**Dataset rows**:
#####
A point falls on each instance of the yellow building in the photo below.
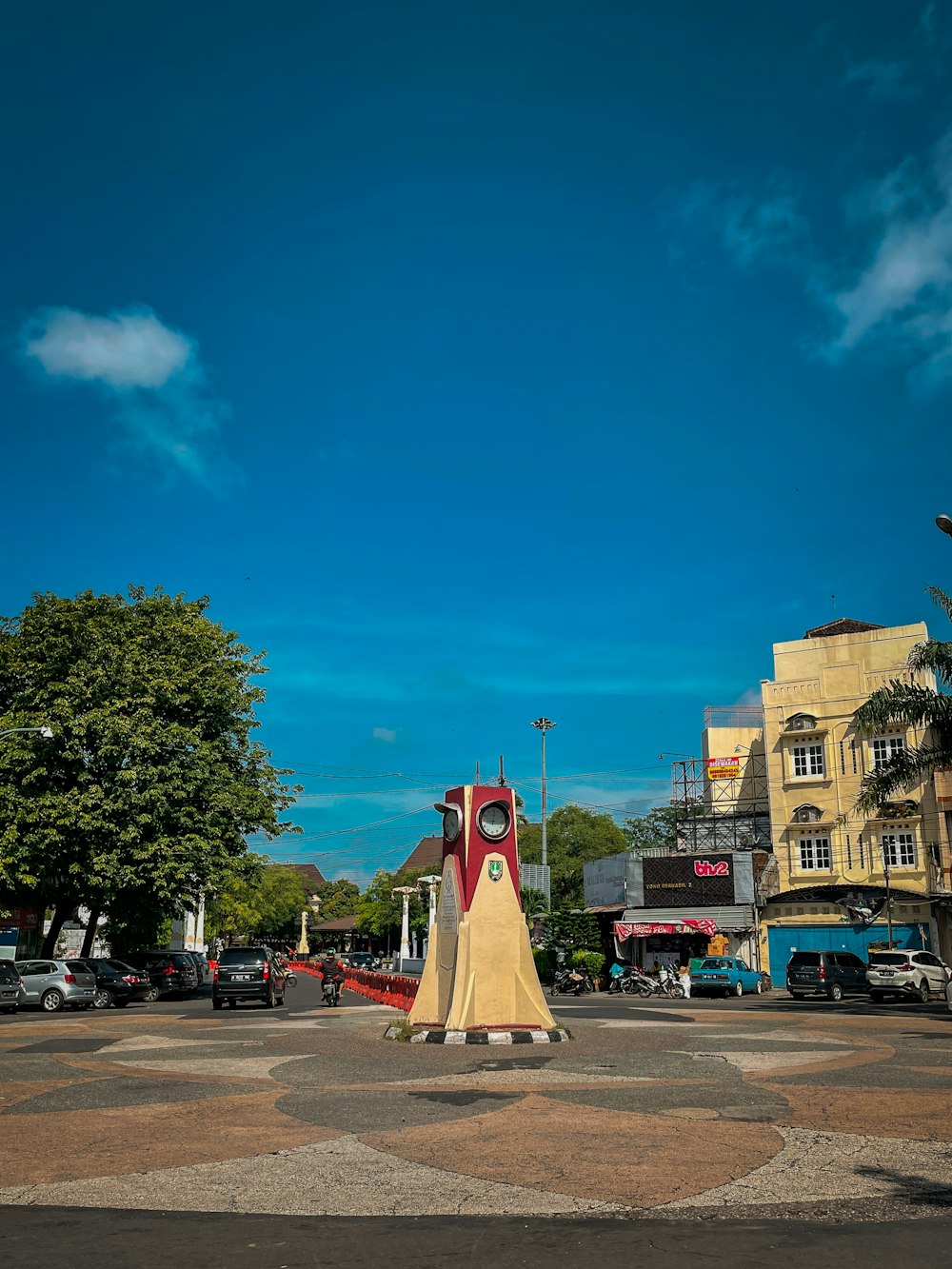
(836, 865)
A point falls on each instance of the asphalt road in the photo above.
(307, 995)
(753, 1131)
(154, 1240)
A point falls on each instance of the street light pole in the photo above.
(889, 898)
(406, 891)
(544, 724)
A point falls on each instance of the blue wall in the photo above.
(836, 938)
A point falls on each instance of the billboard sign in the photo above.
(724, 768)
(688, 881)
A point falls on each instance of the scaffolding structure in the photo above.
(723, 814)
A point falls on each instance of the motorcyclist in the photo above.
(331, 970)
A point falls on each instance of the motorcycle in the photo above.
(571, 982)
(670, 983)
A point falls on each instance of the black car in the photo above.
(117, 982)
(826, 974)
(10, 987)
(248, 974)
(169, 972)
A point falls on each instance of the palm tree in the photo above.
(913, 705)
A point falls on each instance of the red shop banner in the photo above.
(643, 929)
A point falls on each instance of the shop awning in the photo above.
(642, 922)
(642, 929)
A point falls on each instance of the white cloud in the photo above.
(904, 288)
(752, 228)
(883, 79)
(124, 350)
(150, 373)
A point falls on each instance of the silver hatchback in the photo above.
(53, 983)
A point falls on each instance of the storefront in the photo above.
(681, 906)
(21, 936)
(833, 918)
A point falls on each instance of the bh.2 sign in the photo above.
(704, 868)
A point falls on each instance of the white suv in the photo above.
(906, 974)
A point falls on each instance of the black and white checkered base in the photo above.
(502, 1037)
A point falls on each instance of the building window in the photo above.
(815, 854)
(802, 723)
(899, 849)
(885, 747)
(807, 761)
(807, 814)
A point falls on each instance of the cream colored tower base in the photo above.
(480, 970)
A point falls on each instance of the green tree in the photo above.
(338, 899)
(282, 896)
(571, 930)
(655, 827)
(144, 799)
(263, 899)
(380, 913)
(910, 704)
(574, 837)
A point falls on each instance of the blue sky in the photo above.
(480, 362)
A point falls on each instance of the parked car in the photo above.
(725, 975)
(248, 974)
(53, 983)
(10, 987)
(826, 974)
(169, 972)
(906, 974)
(117, 983)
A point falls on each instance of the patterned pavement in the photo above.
(674, 1111)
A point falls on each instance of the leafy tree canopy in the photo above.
(381, 911)
(151, 782)
(262, 900)
(338, 899)
(574, 837)
(912, 704)
(655, 827)
(571, 930)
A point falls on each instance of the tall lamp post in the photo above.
(889, 896)
(406, 892)
(304, 947)
(430, 884)
(544, 724)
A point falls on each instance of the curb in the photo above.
(501, 1037)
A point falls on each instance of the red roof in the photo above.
(426, 853)
(310, 875)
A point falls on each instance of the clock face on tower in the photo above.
(493, 822)
(452, 823)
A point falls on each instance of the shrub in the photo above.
(590, 961)
(545, 962)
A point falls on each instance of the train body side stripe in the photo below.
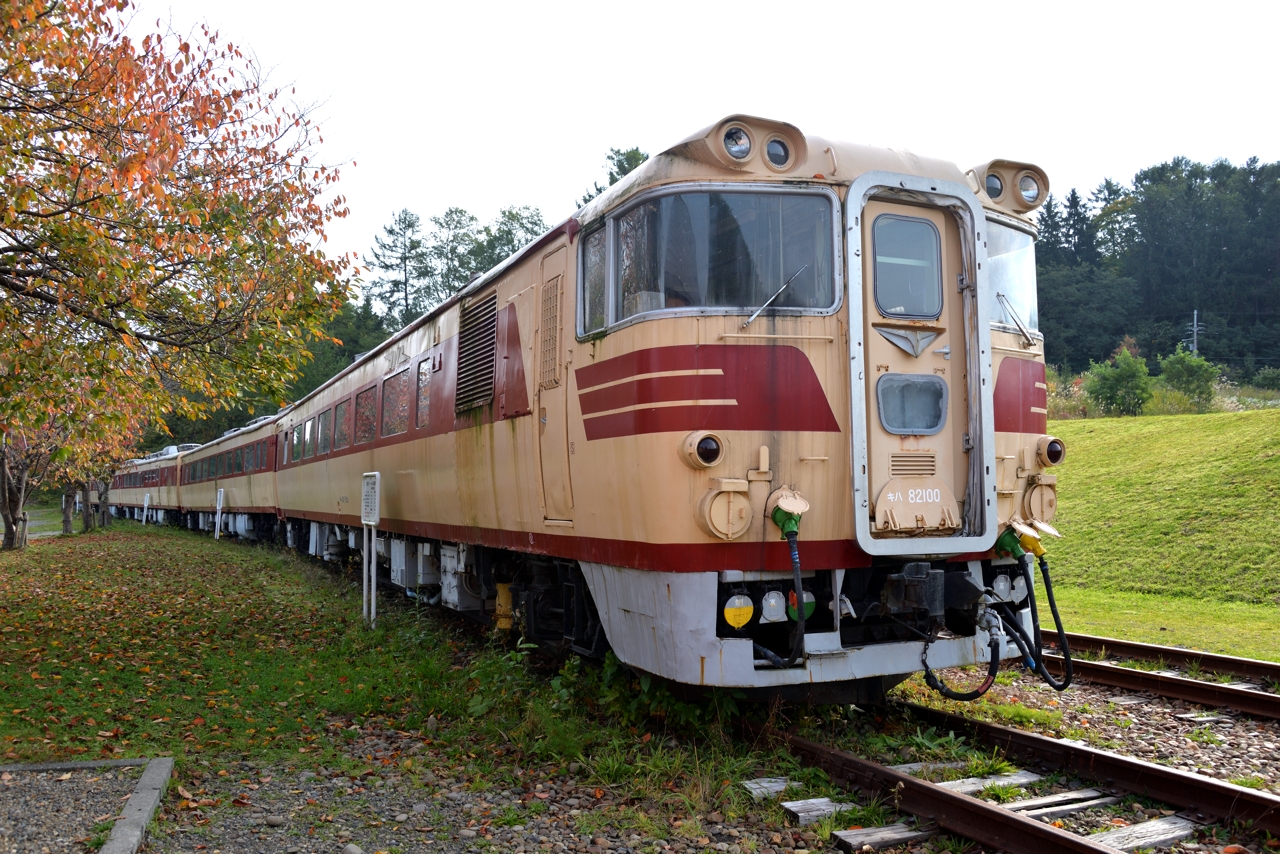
#####
**SHORT EXERCISE**: Could you put the rows from the line with "A point falls on each instance of the red shop" through the line with "(502, 1037)" into a JSON list of strings, one string per line with blank lines left out?

**OUTPUT OF THE TASK**:
[
  "A point falls on each instance of the red shop banner in the photo above.",
  "(643, 929)",
  "A point falls on each instance of the shop awning in the photo above.",
  "(642, 922)",
  "(642, 929)",
  "A point falls on each instance of the white cloud in the photo above.",
  "(904, 288)",
  "(752, 228)",
  "(883, 79)",
  "(124, 350)",
  "(150, 373)",
  "A point falls on each instance of the silver hatchback in the photo above.",
  "(53, 983)",
  "A point falls on each instance of the storefront in the photo above.",
  "(681, 906)",
  "(21, 936)",
  "(833, 918)",
  "A point falls on each instance of the bh.2 sign in the photo above.",
  "(704, 868)",
  "A point falls on each instance of the white suv in the photo above.",
  "(906, 974)",
  "A point falls on each instance of the black and white checkered base in the photo above.",
  "(502, 1037)"
]